Provided passage:
# # # #

Should You Invest in Recycling Vending Machines?

Earlier this year, we introduced you to Loop Industries (LOOP), a publicly traded U.S. company that is a pure-play for investing in recycled plastics. Specifically, Loop has developed a process for upcycling waste plastic and polyester fiber into high-purity, food-grade polyethylene terephthalate (PET), the same material used in the plastic water bottles and other packaging that’s engulfing many Third World countries. One of the latest eye-popping stats is that humans buy one million plastic bottles a minute around the world, with most still ending up in landfills or swirling around in enormous plastic gyres in the ocean. But one person’s trash is another’s treasure, especially if your business model revolves around recycling vending machines.

What is a Recycling Vending Machine?

Recycling vending machines, or reverse vending machines (RVMs) as they’re often called, are pretty much what you might expect: They are machines where people can return empty beverage containers like bottles and cans for recycling. The machine often gives back a deposit or refund amount to the user in regions with container deposit laws. It does this by scanning the containers’ barcodes, materials or shapes, to identify the type of packaging in order to spit out the correct deposit refund. Typically, the machine sorts the containers into different types, so that refillable containers are moved to one storage area while those destined for processing and recycling are stored in different bins.

# # # #

Excerpted data:
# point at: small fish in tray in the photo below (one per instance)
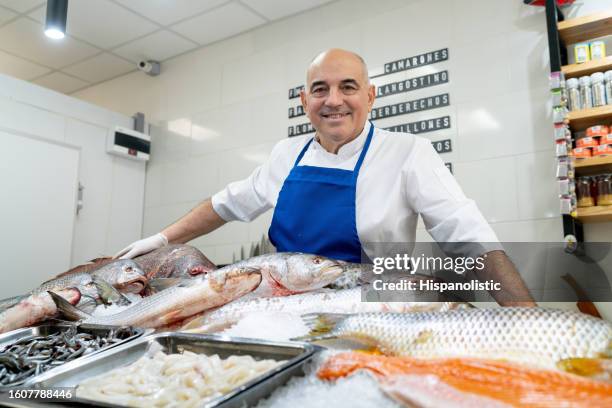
(37, 353)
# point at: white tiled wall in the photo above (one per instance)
(114, 187)
(220, 109)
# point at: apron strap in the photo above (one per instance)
(302, 152)
(364, 150)
(366, 146)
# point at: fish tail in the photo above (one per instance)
(10, 302)
(66, 309)
(321, 326)
(108, 293)
(600, 368)
(87, 304)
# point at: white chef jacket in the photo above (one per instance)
(402, 176)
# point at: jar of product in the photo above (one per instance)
(598, 50)
(573, 94)
(604, 189)
(582, 53)
(583, 191)
(586, 95)
(602, 150)
(608, 85)
(597, 131)
(582, 152)
(586, 141)
(598, 89)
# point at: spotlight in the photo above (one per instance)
(57, 13)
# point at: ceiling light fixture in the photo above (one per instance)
(57, 14)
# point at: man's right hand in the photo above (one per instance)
(142, 246)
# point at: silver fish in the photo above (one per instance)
(35, 308)
(329, 301)
(123, 274)
(286, 273)
(538, 336)
(178, 302)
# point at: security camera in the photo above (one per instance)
(149, 67)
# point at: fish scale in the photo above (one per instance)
(331, 301)
(530, 335)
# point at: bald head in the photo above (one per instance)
(335, 54)
(337, 97)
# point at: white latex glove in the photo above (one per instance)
(142, 246)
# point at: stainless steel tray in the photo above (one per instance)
(296, 354)
(45, 329)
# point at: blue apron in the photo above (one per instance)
(315, 211)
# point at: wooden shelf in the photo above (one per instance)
(593, 165)
(582, 119)
(584, 28)
(595, 214)
(578, 70)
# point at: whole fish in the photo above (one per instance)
(287, 273)
(171, 261)
(108, 294)
(35, 308)
(178, 302)
(329, 301)
(459, 380)
(123, 274)
(539, 336)
(175, 261)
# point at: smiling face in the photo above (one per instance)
(337, 97)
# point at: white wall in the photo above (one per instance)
(221, 108)
(114, 187)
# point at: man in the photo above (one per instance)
(350, 184)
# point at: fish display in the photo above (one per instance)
(461, 380)
(123, 274)
(171, 261)
(287, 273)
(35, 308)
(174, 261)
(537, 336)
(33, 355)
(186, 380)
(108, 294)
(330, 301)
(177, 302)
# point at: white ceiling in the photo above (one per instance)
(105, 38)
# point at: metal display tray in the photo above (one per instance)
(296, 355)
(45, 329)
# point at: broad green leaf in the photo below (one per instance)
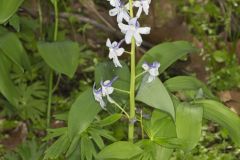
(166, 54)
(181, 83)
(109, 120)
(8, 8)
(189, 124)
(155, 95)
(82, 113)
(60, 56)
(107, 71)
(119, 150)
(7, 87)
(57, 148)
(222, 115)
(13, 49)
(97, 139)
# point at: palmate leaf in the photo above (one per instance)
(8, 8)
(82, 113)
(60, 56)
(166, 54)
(222, 115)
(155, 95)
(189, 124)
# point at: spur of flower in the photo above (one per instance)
(152, 70)
(133, 30)
(105, 90)
(120, 10)
(115, 51)
(142, 5)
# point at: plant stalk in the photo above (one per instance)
(50, 90)
(132, 85)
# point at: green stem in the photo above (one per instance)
(56, 20)
(50, 90)
(139, 75)
(120, 90)
(132, 85)
(49, 98)
(121, 109)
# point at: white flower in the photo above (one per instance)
(142, 5)
(115, 52)
(133, 29)
(98, 96)
(105, 90)
(120, 10)
(114, 3)
(152, 70)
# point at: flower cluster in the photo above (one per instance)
(104, 91)
(131, 28)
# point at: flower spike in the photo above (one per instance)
(133, 29)
(142, 5)
(115, 52)
(152, 70)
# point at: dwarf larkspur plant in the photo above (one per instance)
(158, 117)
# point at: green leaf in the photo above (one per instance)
(222, 115)
(107, 71)
(82, 113)
(60, 56)
(155, 95)
(59, 147)
(181, 83)
(13, 49)
(189, 124)
(109, 120)
(166, 54)
(7, 87)
(8, 8)
(119, 150)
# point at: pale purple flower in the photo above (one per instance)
(142, 5)
(114, 3)
(115, 51)
(152, 70)
(120, 10)
(105, 90)
(98, 96)
(133, 30)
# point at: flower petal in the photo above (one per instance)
(128, 37)
(138, 38)
(145, 66)
(124, 28)
(144, 30)
(119, 51)
(108, 43)
(113, 12)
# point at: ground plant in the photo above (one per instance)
(118, 108)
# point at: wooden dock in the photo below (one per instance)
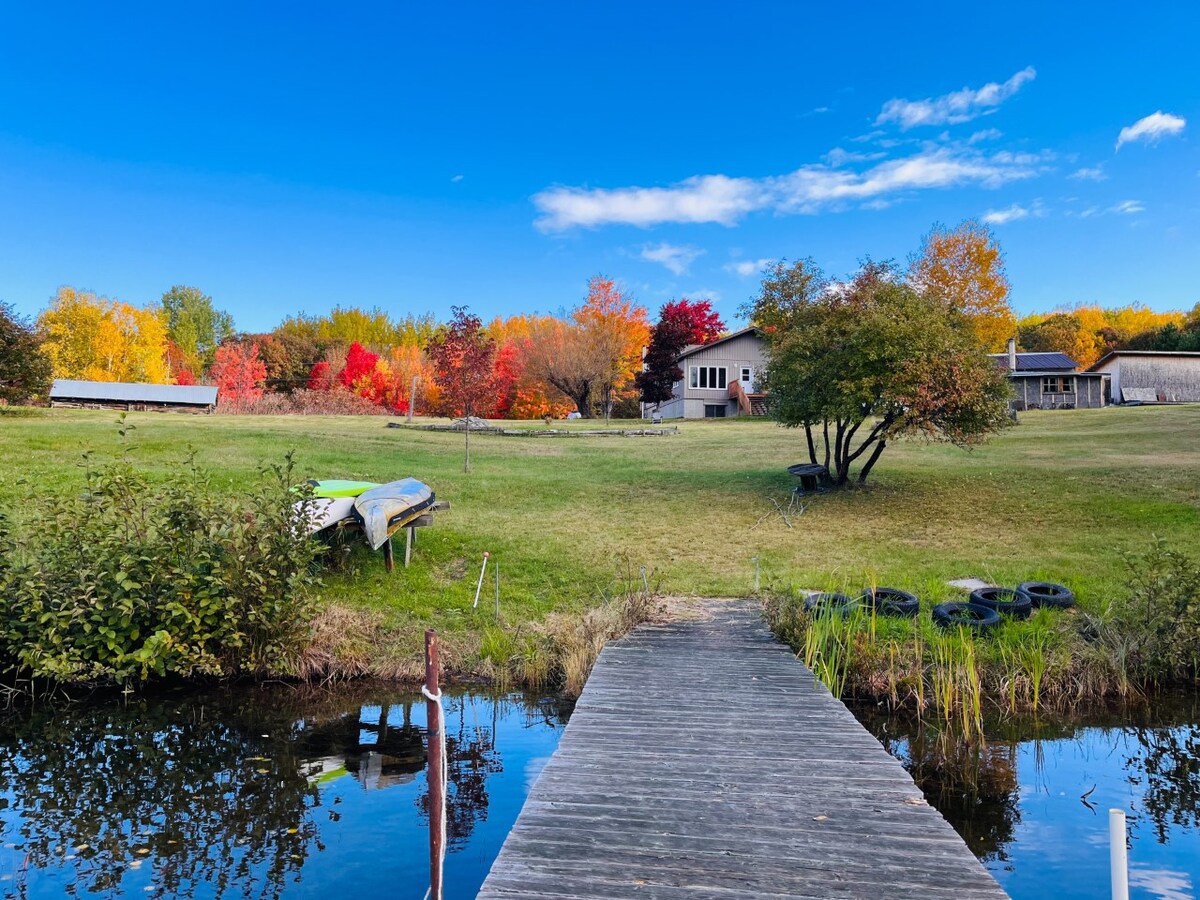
(703, 760)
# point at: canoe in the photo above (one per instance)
(385, 508)
(334, 502)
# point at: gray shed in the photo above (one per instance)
(119, 395)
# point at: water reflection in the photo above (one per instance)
(245, 792)
(1032, 802)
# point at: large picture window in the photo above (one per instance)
(708, 377)
(1057, 384)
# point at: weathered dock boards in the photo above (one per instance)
(705, 761)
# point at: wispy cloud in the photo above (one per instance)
(745, 268)
(1014, 213)
(810, 189)
(1151, 129)
(960, 106)
(675, 258)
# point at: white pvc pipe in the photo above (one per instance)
(1119, 859)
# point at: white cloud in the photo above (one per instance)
(745, 268)
(1014, 213)
(961, 106)
(676, 258)
(810, 189)
(1152, 127)
(1009, 214)
(1129, 208)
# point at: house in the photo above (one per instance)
(1049, 381)
(119, 395)
(1150, 376)
(719, 379)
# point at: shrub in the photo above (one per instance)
(133, 580)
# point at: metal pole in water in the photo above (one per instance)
(480, 585)
(436, 762)
(1119, 861)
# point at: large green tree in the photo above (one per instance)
(24, 369)
(195, 325)
(862, 363)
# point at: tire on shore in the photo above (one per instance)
(1005, 601)
(892, 601)
(971, 616)
(1047, 593)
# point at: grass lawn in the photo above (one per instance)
(570, 520)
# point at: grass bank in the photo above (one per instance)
(573, 521)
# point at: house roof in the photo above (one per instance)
(1107, 357)
(1038, 361)
(697, 347)
(196, 395)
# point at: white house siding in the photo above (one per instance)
(1174, 378)
(732, 355)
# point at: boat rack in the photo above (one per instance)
(409, 528)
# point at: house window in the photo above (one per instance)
(1057, 384)
(708, 377)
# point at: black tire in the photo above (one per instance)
(829, 604)
(1005, 601)
(1045, 593)
(892, 601)
(972, 616)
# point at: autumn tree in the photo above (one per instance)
(239, 375)
(964, 267)
(195, 327)
(869, 361)
(101, 340)
(24, 369)
(681, 324)
(462, 357)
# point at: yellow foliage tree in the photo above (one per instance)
(965, 267)
(100, 340)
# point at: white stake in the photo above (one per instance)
(480, 585)
(1119, 861)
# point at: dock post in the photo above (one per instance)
(436, 765)
(1119, 861)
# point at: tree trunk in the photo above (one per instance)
(813, 449)
(466, 439)
(875, 455)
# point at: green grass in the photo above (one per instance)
(571, 520)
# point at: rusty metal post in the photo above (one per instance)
(436, 765)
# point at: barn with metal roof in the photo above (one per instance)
(120, 395)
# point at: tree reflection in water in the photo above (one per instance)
(217, 793)
(976, 787)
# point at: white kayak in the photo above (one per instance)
(385, 508)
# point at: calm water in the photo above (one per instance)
(261, 793)
(1033, 805)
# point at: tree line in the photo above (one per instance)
(603, 357)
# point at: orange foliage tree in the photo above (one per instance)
(965, 268)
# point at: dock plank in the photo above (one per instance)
(703, 760)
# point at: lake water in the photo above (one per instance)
(269, 792)
(1033, 805)
(285, 792)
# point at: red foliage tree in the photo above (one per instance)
(463, 367)
(239, 373)
(681, 324)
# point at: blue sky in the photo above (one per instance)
(291, 157)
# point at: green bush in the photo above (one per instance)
(133, 579)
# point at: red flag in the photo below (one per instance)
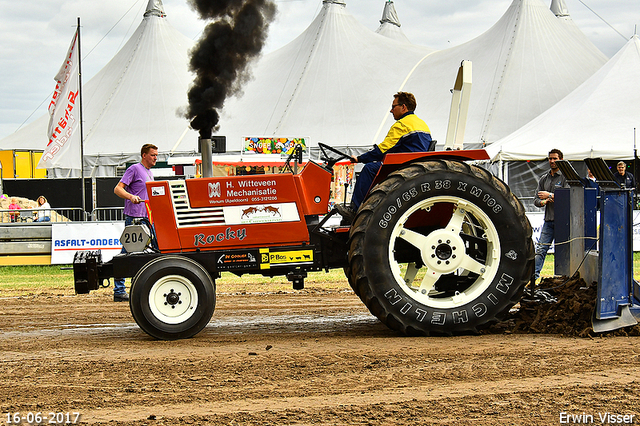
(63, 150)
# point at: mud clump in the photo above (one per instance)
(570, 314)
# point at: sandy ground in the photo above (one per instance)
(312, 357)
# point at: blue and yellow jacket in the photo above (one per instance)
(408, 134)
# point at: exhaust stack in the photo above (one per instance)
(205, 149)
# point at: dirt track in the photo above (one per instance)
(310, 357)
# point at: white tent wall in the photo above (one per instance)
(523, 65)
(333, 84)
(133, 100)
(596, 120)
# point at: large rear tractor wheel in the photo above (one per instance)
(440, 247)
(172, 297)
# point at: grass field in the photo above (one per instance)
(30, 280)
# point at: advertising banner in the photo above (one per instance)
(68, 238)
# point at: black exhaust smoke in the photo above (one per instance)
(222, 54)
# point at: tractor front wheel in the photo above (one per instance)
(172, 297)
(440, 247)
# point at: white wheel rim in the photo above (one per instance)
(444, 252)
(173, 299)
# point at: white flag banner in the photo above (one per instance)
(63, 150)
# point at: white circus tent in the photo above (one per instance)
(523, 65)
(390, 23)
(596, 120)
(331, 84)
(133, 100)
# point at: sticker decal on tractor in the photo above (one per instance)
(157, 191)
(228, 234)
(269, 259)
(260, 213)
(237, 260)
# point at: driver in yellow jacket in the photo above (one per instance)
(408, 134)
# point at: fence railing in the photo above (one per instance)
(70, 214)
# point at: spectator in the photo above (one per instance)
(13, 216)
(623, 177)
(133, 189)
(43, 210)
(544, 197)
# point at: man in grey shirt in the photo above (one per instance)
(544, 197)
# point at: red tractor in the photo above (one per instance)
(439, 246)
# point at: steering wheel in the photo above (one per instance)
(296, 153)
(332, 161)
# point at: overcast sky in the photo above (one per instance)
(35, 34)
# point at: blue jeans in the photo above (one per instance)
(363, 183)
(546, 238)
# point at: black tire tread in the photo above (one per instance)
(359, 280)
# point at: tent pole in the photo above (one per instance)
(81, 121)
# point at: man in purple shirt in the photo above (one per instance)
(133, 189)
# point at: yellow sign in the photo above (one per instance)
(268, 259)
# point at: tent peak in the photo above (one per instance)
(340, 2)
(389, 15)
(155, 8)
(559, 8)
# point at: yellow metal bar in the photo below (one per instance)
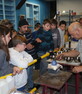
(45, 55)
(3, 77)
(34, 61)
(33, 90)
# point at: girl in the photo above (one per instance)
(5, 67)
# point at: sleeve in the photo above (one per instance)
(5, 67)
(21, 60)
(59, 39)
(2, 58)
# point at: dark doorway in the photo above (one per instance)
(53, 9)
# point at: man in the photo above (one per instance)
(75, 30)
(61, 28)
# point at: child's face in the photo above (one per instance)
(46, 27)
(23, 28)
(53, 26)
(62, 27)
(6, 39)
(21, 47)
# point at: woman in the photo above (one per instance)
(5, 67)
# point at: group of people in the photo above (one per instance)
(18, 49)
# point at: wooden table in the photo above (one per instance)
(55, 81)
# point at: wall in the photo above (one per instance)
(67, 5)
(44, 9)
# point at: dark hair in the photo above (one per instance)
(7, 23)
(37, 25)
(22, 22)
(18, 39)
(54, 21)
(46, 21)
(3, 32)
(62, 22)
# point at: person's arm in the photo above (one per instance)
(19, 59)
(72, 53)
(5, 67)
(77, 69)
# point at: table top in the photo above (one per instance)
(66, 63)
(53, 80)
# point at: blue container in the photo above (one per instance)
(54, 63)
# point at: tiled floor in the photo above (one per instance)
(71, 90)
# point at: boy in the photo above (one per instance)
(46, 45)
(55, 34)
(20, 58)
(30, 48)
(62, 27)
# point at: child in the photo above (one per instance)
(32, 43)
(62, 27)
(5, 67)
(55, 33)
(20, 58)
(46, 45)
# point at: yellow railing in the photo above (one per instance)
(34, 61)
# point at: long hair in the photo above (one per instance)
(3, 32)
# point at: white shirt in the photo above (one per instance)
(20, 59)
(62, 37)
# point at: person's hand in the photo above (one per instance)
(16, 70)
(38, 40)
(77, 69)
(60, 56)
(29, 46)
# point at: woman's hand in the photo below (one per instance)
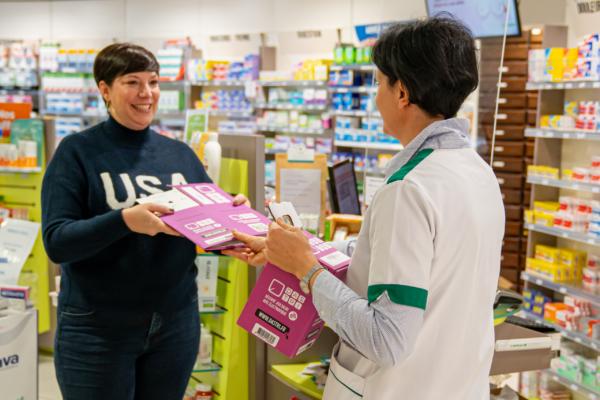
(241, 199)
(141, 219)
(288, 248)
(253, 253)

# # # #

Given problem A: Quote the article on recycling vending machines word for word, from start to finish.
Given problem B: Print the stretch of the records from the line containing "# point at: dark hair" through the end of the records, keeping both ends and leaving out the pictures.

Correct answer A:
Should You Invest in Recycling Vending Machines?

Earlier this year, we introduced you to Loop Industries (LOOP), a publicly traded U.S. company that is a pure-play for investing in recycled plastics. Specifically, Loop has developed a process for upcycling waste plastic and polyester fiber into high-purity, food-grade polyethylene terephthalate (PET), the same material used in the plastic water bottles and other packaging that’s engulfing many Third World countries. One of the latest eye-popping stats is that humans buy one million plastic bottles a minute around the world, with most still ending up in landfills or swirling around in enormous plastic gyres in the ocean. But one person’s trash is another’s treasure, especially if your business model revolves around recycling vending machines.

What is a Recycling Vending Machine?

Recycling vending machines, or reverse vending machines (RVMs) as they’re often called, are pretty much what you might expect: They are machines where people can return empty beverage containers like bottles and cans for recycling. The machine often gives back a deposit or refund amount to the user in regions with container deposit laws. It does this by scanning the containers’ barcodes, materials or shapes, to identify the type of packaging in order to spit out the correct deposit refund. Typically, the machine sorts the containers into different types, so that refillable containers are moved to one storage area while those destined for processing and recycling are stored in different bins.

Correct answer B:
# point at: dark hair in the photo above (one per instance)
(7, 23)
(37, 25)
(22, 22)
(18, 39)
(54, 21)
(46, 21)
(3, 32)
(62, 22)
# point at: person's arm in the photo above (one per instance)
(19, 59)
(72, 53)
(5, 67)
(77, 69)
# point at: table top in the photo above (one per instance)
(66, 63)
(53, 80)
# point at: blue container in the photo above (one per instance)
(54, 63)
# point at: tiled floor in the photo above (one per instance)
(71, 90)
# point at: boy in the photo above (one per instance)
(46, 45)
(55, 34)
(20, 58)
(30, 48)
(62, 27)
# point at: child in the photo above (one per instance)
(32, 43)
(62, 27)
(5, 67)
(55, 33)
(20, 58)
(46, 45)
# point at: yellow railing in the photo above (one per instance)
(34, 61)
# point at: long hair in the photo above (one per instance)
(3, 32)
# point at: white shirt in the photo above (one per instance)
(20, 59)
(62, 37)
# point at: person's hand in the photo above (one per instance)
(16, 70)
(38, 40)
(77, 69)
(60, 56)
(29, 46)
# point at: woman's hand in the photo below (one per instance)
(241, 199)
(141, 219)
(288, 248)
(253, 253)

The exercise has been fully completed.